• Task list:
A – Transcribe the stretch from "There is a message" through "existed for years." in the commentary on North Korea policy.
B – Summarize the commentary on North Korea policy in two sentences.
C – Resume the commentary on North Korea policy, picking up after its last sentence.

• Text under study:

When asked whether pressure by Beijing on Pyongyang would be a solution to the North Korean nuclear issue, even though 56 percent of U.S. experts believed so, absolutely none of the Chinese experts did. Furthermore, when asked whether engaging with North Korea would be of benefit, only 4 percent of U.S. experts thought so, while 33 percent of the Chinese experts thought so. Inexplicably, when a policy of both engagement and containment was discussed, 76 percent of the U.S. experts thought that would be useful and only 67 percent of Chinese experts did. However, with regard to which country would be most influential in dealing with North Korea, 51 percent of South Korean experts and 56 percent of U.S. experts cited China. On the other hand, 67 percent of Chinese experts named the U.S.
There is a message in these data: Due to its own security concerns, Beijing does not have “usable” influence on North Korea, and Washington is the one to engage with Pyongyang. Discussions are undeniably in order – and the one country with which North Korea desires talks most is the United States.
This brings us to a recent article by a former self-admitted “mid-level bureaucrat” who recently claimed that in talking with North Korea, anything is negotiable. While many issues are indeed clamoring for discussion, one thing is decidedly not on any impending agenda: Kim Jong Un refuses to engage on nuclear disarmament, the very thing that the U.S. insists is the only topic in which it is interested in discussing. The result is a regrettable standoff that has existed for years.
I fully agree with the commonly-held conclusion that American foreign policy on North Korea has been an abysmal failure
While I cannot agree with some assessments that a few portions of U.S. negotiations with North Korea in the past were successful, I fully agree with the commonly-held conclusion that American foreign policy on North Korea has been an abysmal failure. After 20-plus years of jibber-jabber, Pyongyang has nuclear bombs and is working feverishly on both land-based and submarine-launched delivery systems. There has been no meaningful, lasting “success.”

• Data shown:

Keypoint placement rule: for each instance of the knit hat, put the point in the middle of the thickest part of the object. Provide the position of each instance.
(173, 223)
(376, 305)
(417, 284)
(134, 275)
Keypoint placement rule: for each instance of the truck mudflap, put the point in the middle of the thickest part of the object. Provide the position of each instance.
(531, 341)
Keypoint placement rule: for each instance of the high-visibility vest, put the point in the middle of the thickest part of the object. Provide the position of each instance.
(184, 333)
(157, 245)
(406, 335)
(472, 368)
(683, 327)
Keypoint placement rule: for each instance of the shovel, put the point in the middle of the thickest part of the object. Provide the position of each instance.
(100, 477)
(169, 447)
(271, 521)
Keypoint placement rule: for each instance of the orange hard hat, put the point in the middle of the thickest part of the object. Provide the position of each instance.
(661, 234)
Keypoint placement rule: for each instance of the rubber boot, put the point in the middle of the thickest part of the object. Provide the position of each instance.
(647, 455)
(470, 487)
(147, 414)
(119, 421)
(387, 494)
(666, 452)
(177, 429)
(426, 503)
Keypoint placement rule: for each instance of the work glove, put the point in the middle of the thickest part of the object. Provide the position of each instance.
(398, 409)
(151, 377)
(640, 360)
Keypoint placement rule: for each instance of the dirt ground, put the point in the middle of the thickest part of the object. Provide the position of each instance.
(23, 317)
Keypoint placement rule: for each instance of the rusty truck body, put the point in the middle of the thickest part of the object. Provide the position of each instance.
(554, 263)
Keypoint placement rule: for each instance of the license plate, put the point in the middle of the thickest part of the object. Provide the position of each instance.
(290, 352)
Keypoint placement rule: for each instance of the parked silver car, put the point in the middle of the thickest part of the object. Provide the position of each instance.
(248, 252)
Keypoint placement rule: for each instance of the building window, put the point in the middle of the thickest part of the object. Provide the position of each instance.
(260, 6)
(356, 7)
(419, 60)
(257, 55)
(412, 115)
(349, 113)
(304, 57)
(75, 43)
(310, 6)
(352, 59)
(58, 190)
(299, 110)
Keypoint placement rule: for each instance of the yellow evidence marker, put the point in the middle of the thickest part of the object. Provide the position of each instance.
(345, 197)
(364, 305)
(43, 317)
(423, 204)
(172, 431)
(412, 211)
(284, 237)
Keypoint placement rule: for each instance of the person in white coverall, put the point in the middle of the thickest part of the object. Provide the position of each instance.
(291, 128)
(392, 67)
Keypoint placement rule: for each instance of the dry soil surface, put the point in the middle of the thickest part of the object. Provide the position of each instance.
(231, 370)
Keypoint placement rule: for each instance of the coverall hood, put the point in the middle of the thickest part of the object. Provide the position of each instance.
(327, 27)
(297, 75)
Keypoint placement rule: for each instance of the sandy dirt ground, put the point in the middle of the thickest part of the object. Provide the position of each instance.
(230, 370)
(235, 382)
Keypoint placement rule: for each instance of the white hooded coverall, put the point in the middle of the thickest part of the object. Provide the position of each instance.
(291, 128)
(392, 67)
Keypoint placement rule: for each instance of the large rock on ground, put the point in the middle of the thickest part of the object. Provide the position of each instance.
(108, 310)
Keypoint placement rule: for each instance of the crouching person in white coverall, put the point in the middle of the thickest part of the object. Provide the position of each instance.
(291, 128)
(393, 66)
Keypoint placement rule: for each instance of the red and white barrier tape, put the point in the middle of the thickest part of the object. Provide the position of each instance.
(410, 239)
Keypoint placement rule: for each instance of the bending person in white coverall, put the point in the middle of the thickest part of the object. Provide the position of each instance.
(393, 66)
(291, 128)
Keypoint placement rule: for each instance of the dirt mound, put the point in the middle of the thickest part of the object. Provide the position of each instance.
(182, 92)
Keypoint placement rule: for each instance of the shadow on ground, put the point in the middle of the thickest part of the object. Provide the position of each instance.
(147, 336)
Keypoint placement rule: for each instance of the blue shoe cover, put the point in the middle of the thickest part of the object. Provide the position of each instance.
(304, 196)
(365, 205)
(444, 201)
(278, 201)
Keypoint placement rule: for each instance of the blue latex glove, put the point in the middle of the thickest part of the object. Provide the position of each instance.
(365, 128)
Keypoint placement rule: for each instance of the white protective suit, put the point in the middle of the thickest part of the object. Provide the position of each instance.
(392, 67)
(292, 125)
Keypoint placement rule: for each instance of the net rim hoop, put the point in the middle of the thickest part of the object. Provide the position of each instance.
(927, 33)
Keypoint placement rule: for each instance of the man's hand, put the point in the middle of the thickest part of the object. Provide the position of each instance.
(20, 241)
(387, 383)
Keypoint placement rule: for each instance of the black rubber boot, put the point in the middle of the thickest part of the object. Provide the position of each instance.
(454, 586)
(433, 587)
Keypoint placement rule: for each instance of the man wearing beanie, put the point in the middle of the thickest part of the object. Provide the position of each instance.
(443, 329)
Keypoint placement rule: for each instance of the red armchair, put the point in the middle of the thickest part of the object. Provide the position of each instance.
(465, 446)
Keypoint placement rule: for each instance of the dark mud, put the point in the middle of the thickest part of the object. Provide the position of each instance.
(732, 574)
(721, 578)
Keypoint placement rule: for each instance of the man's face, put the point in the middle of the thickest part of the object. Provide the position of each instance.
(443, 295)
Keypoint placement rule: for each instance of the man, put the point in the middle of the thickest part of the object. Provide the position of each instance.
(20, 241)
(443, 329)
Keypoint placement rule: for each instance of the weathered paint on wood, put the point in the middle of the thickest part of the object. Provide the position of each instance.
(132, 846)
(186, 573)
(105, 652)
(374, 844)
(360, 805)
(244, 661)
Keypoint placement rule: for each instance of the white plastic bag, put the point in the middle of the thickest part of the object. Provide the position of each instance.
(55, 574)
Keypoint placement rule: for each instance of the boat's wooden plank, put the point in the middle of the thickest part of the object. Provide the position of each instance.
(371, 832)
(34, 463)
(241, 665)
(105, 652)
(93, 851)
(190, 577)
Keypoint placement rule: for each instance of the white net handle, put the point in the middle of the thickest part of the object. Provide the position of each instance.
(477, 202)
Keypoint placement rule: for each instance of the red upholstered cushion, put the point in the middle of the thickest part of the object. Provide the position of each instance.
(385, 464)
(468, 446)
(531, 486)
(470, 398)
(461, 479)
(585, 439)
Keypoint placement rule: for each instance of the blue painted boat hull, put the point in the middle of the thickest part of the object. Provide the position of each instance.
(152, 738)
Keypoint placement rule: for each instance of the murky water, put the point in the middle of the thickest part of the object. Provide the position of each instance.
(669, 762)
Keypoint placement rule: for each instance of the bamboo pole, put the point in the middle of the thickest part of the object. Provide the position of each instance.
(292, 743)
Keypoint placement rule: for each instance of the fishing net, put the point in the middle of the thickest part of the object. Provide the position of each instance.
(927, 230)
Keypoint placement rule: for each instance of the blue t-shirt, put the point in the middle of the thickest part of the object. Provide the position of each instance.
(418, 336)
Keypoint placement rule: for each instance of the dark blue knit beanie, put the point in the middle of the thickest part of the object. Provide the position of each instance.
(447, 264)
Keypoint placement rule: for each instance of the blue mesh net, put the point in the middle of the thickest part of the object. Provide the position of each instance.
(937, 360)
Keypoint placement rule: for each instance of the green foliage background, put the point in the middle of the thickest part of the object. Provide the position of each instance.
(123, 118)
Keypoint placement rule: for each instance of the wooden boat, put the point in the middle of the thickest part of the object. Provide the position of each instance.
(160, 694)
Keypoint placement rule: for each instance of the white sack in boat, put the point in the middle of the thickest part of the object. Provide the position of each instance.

• Your written answers:
A –
There is a message in these data: Due to its own security concerns, Beijing does not have “usable” influence on North Korea, and Washington is the one to engage with Pyongyang. Discussions are undeniably in order – and the one country with which North Korea desires talks most is the United States.
This brings us to a recent article by a former self-admitted “mid-level bureaucrat” who recently claimed that in talking with North Korea, anything is negotiable. While many issues are indeed clamoring for discussion, one thing is decidedly not on any impending agenda: Kim Jong Un refuses to engage on nuclear disarmament, the very thing that the U.S. insists is the only topic in which it is interested in discussing. The result is a regrettable standoff that has existed for years.

B – The expert data show that 56 percent of U.S. experts but none of the Chinese experts saw pressure from Beijing as a solution to the North Korean nuclear issue, while 67 percent of Chinese experts named the U.S. as the country most influential in dealing with North Korea. The writer concludes that Washington should be the one to engage with Pyongyang, notes that Kim Jong Un refuses to discuss the nuclear disarmament the U.S. insists on, and calls American policy on North Korea an abysmal failure.

C –
Note well, however, that this does not mean the U.S. ought not meet with North Korean leaders to discuss the multitude of other issues that cry out for resolution – some of which are enumerated below – and on which progress might be possible. By discussing issues considered by the U.S. to be of “lesser importance,” other opportunities might arise and successes in such negotiations could lead to breakthroughs in “more important” areas.
“Starter” discussions could be held on annual – or constant – reunions for families separated by the division of the country at the end of World War II or during the Korean “conflict.” Another issue is how medical services from outside countries can address pressing health problems such as malnutrition, tuberculosis and STDs – all of which are widespread in the North. Yet another is practical guidance on how market capitalism can be utilized to improve the lives of ordinary citizens. I am certain that readers can think of many more.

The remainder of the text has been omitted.